### Excerpt to read
::::::
The main museum contains huge collections of archaeological specimens and fine art. It has one of the best collections of Pre-Raphaelite paintings, majolica pottery, and English silver. The archaeology department includes the bequest of Arthur Evans and so has a collection of Greek and Minoan pottery. The department also has an extensive collection of antiquities from Ancient Egypt and the Sudan, and the museum hosts the Griffith Institute for the advancement of Egyptology.

Highlights of the Ashmolean's collection include:

- Drawings by Michelangelo, Raphael and Leonardo da Vinci
- Paintings by Pablo Picasso, Giambattista Pittoni, Paolo Uccello, Anthony van Dyck, Peter Paul Rubens, Paul Cézanne, John Constable, Titian, Claude Lorrain, Samuel Palmer, John Singer Sargent, Piero di Cosimo, William Holman Hunt, and Edward Burne-Jones
- The Alfred Jewel
- Watercolours and paintings by J. M. W. Turner
- The Messiah Stradivarius, a violin made by Antonio Stradivari
- The Daisy Linda Ward bequest in 1939 of 96 still life paintings, including works by Clara Peeters, Adriaen Coorte, and Rachel Ruysch
- The Pissarro Family Archive, donated in the 1950s to the Ashmolean, consisting of paintings, prints, drawings, books, and letters by Camille Pissarro, Lucien Pissarro, Orovida Camille Pissarro, and other members of the Pissarro family
- Arab ceremonial dress owned by Lawrence of Arabia
- A death mask of Oliver Cromwell
- The Crondall hoard, a rare set of Anglo-Saxon gold coins discovered in 1828
- A substantial number of Oxyrhynchus Papyri, including Old and New Testament biblical manuscripts
- Over 30 pieces of Late Roman gold glass roundels from the Catacombs of Rome, the Wilshere Collection is the third largest collection after the Vatican and British Museum.
::::::
### Exercise A
According to the museum excerpt, which institute does the museum host?
### Exercise B
Repeat the part of the museum excerpt that opens with the words containing "The main museum" and closes with "advancement of Egyptology.".
The data below has no connection to the museum excerpt.

### Source material
::::::
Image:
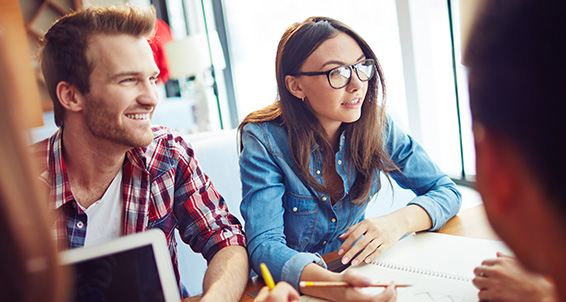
::::::
### Task output A
The Griffith Institute for the advancement of Egyptology.

### Task output B
The main museum contains huge collections of archaeological specimens and fine art. It has one of the best collections of Pre-Raphaelite paintings, majolica pottery, and English silver. The archaeology department includes the bequest of Arthur Evans and so has a collection of Greek and Minoan pottery. The department also has an extensive collection of antiquities from Ancient Egypt and the Sudan, and the museum hosts the Griffith Institute for the advancement of Egyptology.